* [Saved data entries]
/---
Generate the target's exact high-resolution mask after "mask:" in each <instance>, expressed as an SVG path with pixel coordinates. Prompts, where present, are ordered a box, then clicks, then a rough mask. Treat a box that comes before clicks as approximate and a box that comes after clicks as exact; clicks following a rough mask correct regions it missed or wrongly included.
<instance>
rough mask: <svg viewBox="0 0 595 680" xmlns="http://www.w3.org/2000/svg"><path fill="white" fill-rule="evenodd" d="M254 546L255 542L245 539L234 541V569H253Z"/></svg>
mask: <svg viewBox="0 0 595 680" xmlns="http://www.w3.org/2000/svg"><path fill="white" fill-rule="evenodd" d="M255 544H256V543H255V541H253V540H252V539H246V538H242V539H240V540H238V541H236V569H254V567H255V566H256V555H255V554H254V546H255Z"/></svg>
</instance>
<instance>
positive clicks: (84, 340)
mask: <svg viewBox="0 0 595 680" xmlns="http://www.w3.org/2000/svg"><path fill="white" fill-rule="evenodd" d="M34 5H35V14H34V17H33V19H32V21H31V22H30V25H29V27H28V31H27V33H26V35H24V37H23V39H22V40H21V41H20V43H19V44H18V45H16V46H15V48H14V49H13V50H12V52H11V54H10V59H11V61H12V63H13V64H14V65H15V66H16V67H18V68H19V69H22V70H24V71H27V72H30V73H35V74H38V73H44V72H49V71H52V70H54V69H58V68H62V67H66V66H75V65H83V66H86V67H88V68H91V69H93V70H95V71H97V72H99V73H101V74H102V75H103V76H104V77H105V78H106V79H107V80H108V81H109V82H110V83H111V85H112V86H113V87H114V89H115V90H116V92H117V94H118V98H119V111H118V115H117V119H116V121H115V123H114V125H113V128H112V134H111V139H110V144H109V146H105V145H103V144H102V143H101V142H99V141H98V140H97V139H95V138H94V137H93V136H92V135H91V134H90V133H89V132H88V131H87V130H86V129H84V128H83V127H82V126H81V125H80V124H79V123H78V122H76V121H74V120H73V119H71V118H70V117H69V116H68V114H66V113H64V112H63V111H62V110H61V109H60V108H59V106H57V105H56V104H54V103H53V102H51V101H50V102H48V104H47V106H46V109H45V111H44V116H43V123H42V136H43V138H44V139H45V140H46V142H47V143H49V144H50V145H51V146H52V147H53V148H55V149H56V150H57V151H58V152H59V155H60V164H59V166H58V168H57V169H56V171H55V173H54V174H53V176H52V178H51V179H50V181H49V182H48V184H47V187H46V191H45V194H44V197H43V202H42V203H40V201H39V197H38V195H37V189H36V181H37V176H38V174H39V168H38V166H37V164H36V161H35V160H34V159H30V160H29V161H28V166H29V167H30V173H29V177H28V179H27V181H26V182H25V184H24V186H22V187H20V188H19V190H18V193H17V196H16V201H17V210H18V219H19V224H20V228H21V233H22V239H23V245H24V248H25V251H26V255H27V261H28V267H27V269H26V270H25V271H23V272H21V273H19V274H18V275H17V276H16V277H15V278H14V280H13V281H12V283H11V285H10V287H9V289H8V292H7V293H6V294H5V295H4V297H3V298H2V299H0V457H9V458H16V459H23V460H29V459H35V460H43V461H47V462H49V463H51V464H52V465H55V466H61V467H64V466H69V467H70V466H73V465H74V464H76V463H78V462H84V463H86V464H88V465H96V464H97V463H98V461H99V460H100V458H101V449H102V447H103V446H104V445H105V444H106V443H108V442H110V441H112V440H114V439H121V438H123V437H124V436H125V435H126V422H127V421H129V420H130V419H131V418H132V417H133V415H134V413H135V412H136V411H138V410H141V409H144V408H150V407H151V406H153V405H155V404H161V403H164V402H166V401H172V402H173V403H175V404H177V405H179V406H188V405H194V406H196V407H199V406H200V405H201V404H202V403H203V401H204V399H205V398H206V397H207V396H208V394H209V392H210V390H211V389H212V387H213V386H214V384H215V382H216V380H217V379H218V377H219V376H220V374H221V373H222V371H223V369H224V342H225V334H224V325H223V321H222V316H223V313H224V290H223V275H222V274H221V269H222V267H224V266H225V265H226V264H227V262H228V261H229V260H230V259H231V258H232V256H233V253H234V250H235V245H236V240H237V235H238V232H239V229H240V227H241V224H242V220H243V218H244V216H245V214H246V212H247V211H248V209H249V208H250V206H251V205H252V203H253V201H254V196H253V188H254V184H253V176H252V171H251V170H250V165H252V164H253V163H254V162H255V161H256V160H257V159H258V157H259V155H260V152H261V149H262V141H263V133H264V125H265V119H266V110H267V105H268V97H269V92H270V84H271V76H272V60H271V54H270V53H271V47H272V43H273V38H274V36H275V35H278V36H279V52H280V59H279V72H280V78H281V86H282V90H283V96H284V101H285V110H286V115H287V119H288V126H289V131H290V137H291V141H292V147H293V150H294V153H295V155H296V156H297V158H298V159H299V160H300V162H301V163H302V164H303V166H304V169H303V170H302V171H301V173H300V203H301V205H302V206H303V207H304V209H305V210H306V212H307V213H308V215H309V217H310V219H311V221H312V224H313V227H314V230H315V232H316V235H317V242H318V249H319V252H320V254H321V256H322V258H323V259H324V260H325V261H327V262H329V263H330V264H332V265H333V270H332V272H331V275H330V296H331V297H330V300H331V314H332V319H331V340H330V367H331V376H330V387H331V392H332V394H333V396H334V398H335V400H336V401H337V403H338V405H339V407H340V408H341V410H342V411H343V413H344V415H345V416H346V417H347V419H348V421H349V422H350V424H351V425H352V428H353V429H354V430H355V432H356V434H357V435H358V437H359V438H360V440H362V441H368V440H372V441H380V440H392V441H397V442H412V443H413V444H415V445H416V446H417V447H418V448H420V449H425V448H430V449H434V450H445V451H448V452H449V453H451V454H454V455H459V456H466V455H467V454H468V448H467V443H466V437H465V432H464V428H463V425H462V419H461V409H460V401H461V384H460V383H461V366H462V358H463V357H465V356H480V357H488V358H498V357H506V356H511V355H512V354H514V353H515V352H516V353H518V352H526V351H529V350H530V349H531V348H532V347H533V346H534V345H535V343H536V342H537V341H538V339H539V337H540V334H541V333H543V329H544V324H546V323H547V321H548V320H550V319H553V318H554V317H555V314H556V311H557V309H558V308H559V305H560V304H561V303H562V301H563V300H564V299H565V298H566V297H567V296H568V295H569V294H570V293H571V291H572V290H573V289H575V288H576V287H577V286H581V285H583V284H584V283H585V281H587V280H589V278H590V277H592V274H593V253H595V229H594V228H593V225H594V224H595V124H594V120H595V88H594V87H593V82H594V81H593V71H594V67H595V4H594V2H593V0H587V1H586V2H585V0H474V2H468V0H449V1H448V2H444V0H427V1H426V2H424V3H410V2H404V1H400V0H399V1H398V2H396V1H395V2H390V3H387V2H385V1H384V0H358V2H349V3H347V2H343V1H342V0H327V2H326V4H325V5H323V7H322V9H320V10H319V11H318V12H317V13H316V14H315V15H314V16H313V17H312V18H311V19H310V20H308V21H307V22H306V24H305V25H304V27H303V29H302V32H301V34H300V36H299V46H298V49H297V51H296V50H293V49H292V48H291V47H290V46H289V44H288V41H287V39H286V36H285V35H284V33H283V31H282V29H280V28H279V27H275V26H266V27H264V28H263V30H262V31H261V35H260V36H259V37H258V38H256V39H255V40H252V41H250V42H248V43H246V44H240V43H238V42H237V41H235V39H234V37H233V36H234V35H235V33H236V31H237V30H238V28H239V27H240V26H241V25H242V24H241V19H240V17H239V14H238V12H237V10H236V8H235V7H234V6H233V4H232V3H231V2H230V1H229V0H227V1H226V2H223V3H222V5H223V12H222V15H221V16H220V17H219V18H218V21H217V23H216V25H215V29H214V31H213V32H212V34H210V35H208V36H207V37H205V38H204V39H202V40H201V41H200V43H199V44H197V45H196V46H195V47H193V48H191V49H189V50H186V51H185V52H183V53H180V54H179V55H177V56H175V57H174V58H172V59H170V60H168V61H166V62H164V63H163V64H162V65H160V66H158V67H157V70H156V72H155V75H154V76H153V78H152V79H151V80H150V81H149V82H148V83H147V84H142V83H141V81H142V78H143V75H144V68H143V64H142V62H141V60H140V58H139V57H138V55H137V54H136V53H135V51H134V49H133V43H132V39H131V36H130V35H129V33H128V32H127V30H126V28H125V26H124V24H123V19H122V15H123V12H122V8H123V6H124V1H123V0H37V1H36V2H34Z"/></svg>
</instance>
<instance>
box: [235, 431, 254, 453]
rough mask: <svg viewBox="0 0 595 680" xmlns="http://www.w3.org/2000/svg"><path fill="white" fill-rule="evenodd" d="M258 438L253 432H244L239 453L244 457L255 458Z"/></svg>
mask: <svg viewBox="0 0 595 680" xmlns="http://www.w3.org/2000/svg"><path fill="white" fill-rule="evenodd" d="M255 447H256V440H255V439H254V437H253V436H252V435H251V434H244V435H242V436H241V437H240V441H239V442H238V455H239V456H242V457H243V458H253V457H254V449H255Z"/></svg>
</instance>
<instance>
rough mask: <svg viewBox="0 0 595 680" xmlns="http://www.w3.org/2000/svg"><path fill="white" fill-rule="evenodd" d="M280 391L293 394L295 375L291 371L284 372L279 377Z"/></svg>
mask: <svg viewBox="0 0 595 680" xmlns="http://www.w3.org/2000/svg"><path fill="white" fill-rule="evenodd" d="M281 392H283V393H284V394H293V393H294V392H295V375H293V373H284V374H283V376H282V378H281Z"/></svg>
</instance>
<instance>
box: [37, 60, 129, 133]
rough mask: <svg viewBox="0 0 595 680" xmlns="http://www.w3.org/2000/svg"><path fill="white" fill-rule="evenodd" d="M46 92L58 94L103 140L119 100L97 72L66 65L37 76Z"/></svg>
\---
* [WORK REQUIRED] Going from the line that contains "box: [235, 431, 254, 453]" to the last line of the records, reproduce every line as written.

* [RESULT OF THE TASK]
box: [235, 431, 254, 453]
rough mask: <svg viewBox="0 0 595 680" xmlns="http://www.w3.org/2000/svg"><path fill="white" fill-rule="evenodd" d="M258 438L253 432H244L239 453L244 457L255 458Z"/></svg>
mask: <svg viewBox="0 0 595 680" xmlns="http://www.w3.org/2000/svg"><path fill="white" fill-rule="evenodd" d="M255 447H256V440H255V439H254V437H253V436H252V435H251V434H244V435H242V436H241V437H240V441H239V442H238V455H239V456H242V457H243V458H253V457H254V449H255Z"/></svg>
</instance>
<instance>
rough mask: <svg viewBox="0 0 595 680" xmlns="http://www.w3.org/2000/svg"><path fill="white" fill-rule="evenodd" d="M280 391L293 394L295 375L291 371L284 372L279 377Z"/></svg>
mask: <svg viewBox="0 0 595 680" xmlns="http://www.w3.org/2000/svg"><path fill="white" fill-rule="evenodd" d="M281 392H283V393H284V394H293V393H294V392H295V375H293V373H284V374H283V376H282V378H281Z"/></svg>
</instance>
<instance>
box: [37, 60, 129, 133]
rough mask: <svg viewBox="0 0 595 680" xmlns="http://www.w3.org/2000/svg"><path fill="white" fill-rule="evenodd" d="M46 92L58 94L103 140L119 100L97 72L66 65L37 76Z"/></svg>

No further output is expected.